Extrait ::
• • • • • • •

CRITIQUE | FILM

UNE BATAILLE APRES L’AUTRE : l’art du chaos maîtrisé

Critique | Chaque nouvelle sortie d'un film réalisé par Paul Thomas Anderson est toujours considérée comme une bonne nouvelle, gage de qualité. Une Bataille Après L'Autre ne fait pas exception à la règle. Un film aussi colossal que son budget.

SYNOPSIS

Lorsque leur ennemi juré, le colonel Steven J. Lockjaw, réapparaît après seize ans d’absence, un groupe d’anciens révolutionnaires se retrouve pour venir en aide à Willa, la fille de l’un d’entre eux. Une bataille après l’autre (One Battle After Another) est un film américain réalisé et écrit par Paul Thomas Anderson, sorti en 2025. Il s’agit d’une adaptation libre du roman Vineland de Thomas Pynchon. Ce film marque le dixième long métrage du réalisateur et réunit à l’écran Leonardo DiCaprio, Benicio del Toro, Regina Hall, Sean Penn, Teyana Taylor et Chase Infiniti.

© Une Bataille Après L’Autre

NOTRE CRITIQUE

Une Bataille Après L’Autre se déploie comme une immense chasse à l’homme, menée avec une rigueur quasi chirurgicale, mais sans jamais perdre cette clarté qui le rend lisible et haletant du premier au dernier plan.

Paul Thomas Anderson (PTA) réussit le tour de force d’orchestrer un spectacle de 2h42 où chaque plan respire l’intensité, où s’enchaînent les ruptures, les changements de rythme et les styles de mise en scène. On a vraiment le sentiment que chaque arrêt sur image pourrait devenir une affiche culte, tellement tout est pensé, cadré, composé avec une rigueur incroyable. C’est fluide, organique, toujours vivant. La richesse de la mise en scène est vertigineuse. Le cinéaste convoque ses propres obsessions, mais s’offre aussi un terrain de jeu où il dialogue avec ses pairs. Par exemple, la façon dont la ville est transformée en un organisme vivant, menaçant et magnifique à la manière de Michael Mann. Ou encore ces plans de bataille qui rappellent les visions hallucinées de Coppola. L’humour, lui, jaillit de situations dignes de la précision des frères Coen, créant des respirations qui ne brisent pas la tension, mais la redéfinissent. Le tout tient dans un équilibre improbable : à la fois classique dans ses grands travellings et ses steadicams hypnotiques, mais aussi totalement libre et imprévisible dans ses ruptures de style. C’est comme si on assistait à un condensé du cinéma de PTA, mais remixé, où il intègre toutes les traditions hollywoodiennes pour en faire un grand film patchwork qui conserve une cohérence implacable. Impossible de ne pas évoquer la séquence d’évasion, incroyable de maîtrise, dirigée par un Benicio del Toro flegmatique jusqu’à l’insolence, qui incarne à elle seule toute la fluidité du film. Paul Thomas Anderson déploie tout son art du chaos maîtrisé.

• • • • • • •

Données fournies ::
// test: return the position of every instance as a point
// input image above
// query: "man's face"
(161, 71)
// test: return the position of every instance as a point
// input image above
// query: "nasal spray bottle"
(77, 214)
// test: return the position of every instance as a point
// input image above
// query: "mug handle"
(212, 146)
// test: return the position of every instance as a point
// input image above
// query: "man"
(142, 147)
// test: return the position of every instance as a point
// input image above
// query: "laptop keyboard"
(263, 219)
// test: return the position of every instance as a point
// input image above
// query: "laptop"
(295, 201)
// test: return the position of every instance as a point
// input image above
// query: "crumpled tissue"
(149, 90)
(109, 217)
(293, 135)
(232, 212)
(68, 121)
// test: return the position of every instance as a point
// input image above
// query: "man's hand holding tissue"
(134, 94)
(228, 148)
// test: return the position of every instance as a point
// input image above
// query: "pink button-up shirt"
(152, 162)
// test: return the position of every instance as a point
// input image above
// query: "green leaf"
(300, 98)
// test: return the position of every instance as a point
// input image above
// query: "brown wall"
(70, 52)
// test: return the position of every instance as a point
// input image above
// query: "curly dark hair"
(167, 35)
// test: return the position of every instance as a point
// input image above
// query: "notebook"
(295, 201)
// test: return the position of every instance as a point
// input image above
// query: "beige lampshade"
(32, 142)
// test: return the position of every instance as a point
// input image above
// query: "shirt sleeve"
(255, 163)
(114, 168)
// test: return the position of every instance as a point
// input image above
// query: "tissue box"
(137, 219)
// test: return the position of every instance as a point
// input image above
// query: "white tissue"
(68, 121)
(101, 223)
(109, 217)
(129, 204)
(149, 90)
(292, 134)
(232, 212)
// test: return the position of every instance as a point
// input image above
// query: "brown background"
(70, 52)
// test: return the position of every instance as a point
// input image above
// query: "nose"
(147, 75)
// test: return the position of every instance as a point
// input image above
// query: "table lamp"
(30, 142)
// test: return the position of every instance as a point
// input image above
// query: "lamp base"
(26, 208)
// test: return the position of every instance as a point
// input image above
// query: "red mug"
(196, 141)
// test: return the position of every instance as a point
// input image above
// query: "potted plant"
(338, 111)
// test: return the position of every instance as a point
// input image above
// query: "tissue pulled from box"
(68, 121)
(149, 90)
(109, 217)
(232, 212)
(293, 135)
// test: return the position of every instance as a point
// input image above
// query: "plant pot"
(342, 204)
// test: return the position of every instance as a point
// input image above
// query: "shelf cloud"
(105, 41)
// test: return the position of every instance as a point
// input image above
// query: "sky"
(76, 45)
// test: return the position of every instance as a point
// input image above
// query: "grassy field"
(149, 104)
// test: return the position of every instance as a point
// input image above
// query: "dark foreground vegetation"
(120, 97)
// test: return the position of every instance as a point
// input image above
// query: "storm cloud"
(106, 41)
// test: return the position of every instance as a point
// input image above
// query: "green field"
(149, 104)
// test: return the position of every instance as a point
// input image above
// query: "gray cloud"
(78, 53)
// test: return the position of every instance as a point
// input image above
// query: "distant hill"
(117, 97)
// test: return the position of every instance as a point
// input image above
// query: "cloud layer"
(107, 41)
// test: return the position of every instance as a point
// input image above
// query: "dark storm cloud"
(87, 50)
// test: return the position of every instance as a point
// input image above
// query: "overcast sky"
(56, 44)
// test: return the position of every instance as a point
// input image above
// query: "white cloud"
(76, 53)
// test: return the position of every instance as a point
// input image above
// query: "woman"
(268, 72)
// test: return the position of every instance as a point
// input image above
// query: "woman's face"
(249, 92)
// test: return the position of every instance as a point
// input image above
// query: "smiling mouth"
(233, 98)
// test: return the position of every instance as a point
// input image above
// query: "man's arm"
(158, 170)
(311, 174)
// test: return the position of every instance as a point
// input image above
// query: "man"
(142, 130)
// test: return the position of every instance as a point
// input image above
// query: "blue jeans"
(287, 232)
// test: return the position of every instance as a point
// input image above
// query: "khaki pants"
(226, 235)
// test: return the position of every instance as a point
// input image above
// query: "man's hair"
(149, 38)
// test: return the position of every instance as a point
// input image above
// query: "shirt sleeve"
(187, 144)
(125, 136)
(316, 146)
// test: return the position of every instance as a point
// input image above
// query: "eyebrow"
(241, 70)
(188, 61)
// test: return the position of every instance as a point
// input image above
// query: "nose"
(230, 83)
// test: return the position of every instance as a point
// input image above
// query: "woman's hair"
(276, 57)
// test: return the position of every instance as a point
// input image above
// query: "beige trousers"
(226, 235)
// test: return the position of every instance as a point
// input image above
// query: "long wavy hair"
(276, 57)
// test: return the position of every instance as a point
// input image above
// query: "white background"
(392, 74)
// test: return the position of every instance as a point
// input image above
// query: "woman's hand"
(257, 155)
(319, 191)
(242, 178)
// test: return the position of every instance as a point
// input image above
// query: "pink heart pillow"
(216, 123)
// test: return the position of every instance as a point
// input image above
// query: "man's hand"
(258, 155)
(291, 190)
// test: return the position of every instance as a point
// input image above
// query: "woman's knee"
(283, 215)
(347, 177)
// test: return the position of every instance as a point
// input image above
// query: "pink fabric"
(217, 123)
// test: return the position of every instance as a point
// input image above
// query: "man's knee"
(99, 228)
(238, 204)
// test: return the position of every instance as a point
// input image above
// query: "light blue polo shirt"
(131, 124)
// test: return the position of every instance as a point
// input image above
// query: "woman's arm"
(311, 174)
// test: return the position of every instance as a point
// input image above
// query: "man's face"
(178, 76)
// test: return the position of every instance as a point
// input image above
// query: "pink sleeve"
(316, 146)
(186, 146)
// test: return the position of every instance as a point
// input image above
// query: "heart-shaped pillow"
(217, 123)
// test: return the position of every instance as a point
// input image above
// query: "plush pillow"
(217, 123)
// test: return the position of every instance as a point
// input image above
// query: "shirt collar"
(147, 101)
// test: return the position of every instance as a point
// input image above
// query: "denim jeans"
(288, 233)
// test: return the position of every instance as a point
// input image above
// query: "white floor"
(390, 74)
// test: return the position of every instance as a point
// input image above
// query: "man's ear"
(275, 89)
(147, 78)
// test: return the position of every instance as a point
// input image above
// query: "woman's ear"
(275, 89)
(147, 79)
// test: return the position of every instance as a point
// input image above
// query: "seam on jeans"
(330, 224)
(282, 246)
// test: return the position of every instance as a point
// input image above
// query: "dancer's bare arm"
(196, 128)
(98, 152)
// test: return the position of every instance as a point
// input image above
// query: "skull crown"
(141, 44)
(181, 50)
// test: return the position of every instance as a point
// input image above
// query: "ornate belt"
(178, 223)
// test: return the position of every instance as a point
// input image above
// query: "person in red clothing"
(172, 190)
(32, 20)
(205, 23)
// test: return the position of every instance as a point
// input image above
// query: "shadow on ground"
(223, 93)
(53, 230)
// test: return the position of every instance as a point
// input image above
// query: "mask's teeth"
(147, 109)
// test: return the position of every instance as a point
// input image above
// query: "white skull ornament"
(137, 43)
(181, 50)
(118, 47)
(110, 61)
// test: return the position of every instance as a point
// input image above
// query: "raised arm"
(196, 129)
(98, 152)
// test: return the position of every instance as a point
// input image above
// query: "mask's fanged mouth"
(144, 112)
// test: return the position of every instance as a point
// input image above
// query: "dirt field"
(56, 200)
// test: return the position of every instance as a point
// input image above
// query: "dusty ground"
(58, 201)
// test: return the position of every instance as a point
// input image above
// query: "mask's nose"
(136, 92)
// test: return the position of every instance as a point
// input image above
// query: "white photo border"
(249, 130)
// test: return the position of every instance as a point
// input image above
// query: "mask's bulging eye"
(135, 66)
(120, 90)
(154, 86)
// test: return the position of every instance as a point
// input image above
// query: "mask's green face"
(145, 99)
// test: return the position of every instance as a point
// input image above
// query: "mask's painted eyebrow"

• • • • • • •

Consignes ::
(a) Recopiez tel quel le passage de la critique d'Une bataille après l'autre qui commence aux mots « NOTRE CRITIQUE » et s'arrête après « au dernier plan. ».
(b) Comment résumer en deux phrases la critique d'Une bataille après l'autre ?
Les données ne vous serviront pas ici.

Réponses attendues ::
(a)
NOTRE CRITIQUE

Une Bataille Après L’Autre se déploie comme une immense chasse à l’homme, menée avec une rigueur quasi chirurgicale, mais sans jamais perdre cette clarté qui le rend lisible et haletant du premier au dernier plan.

(b) Réalisé et écrit par Paul Thomas Anderson, sorti en 2025 et librement adapté du roman Vineland de Thomas Pynchon, Une bataille après l'autre suit d'anciens révolutionnaires qui se retrouvent pour aider Willa quand leur ennemi juré, le colonel Steven J. Lockjaw, réapparaît après seize ans d'absence. La critique y voit une immense chasse à l'homme de 2h42, à la mise en scène d'une richesse vertigineuse qui dialogue avec Michael Mann, Coppola et les frères Coen sans perdre sa cohérence, et où le cinéaste déploie tout son art du chaos maîtrisé.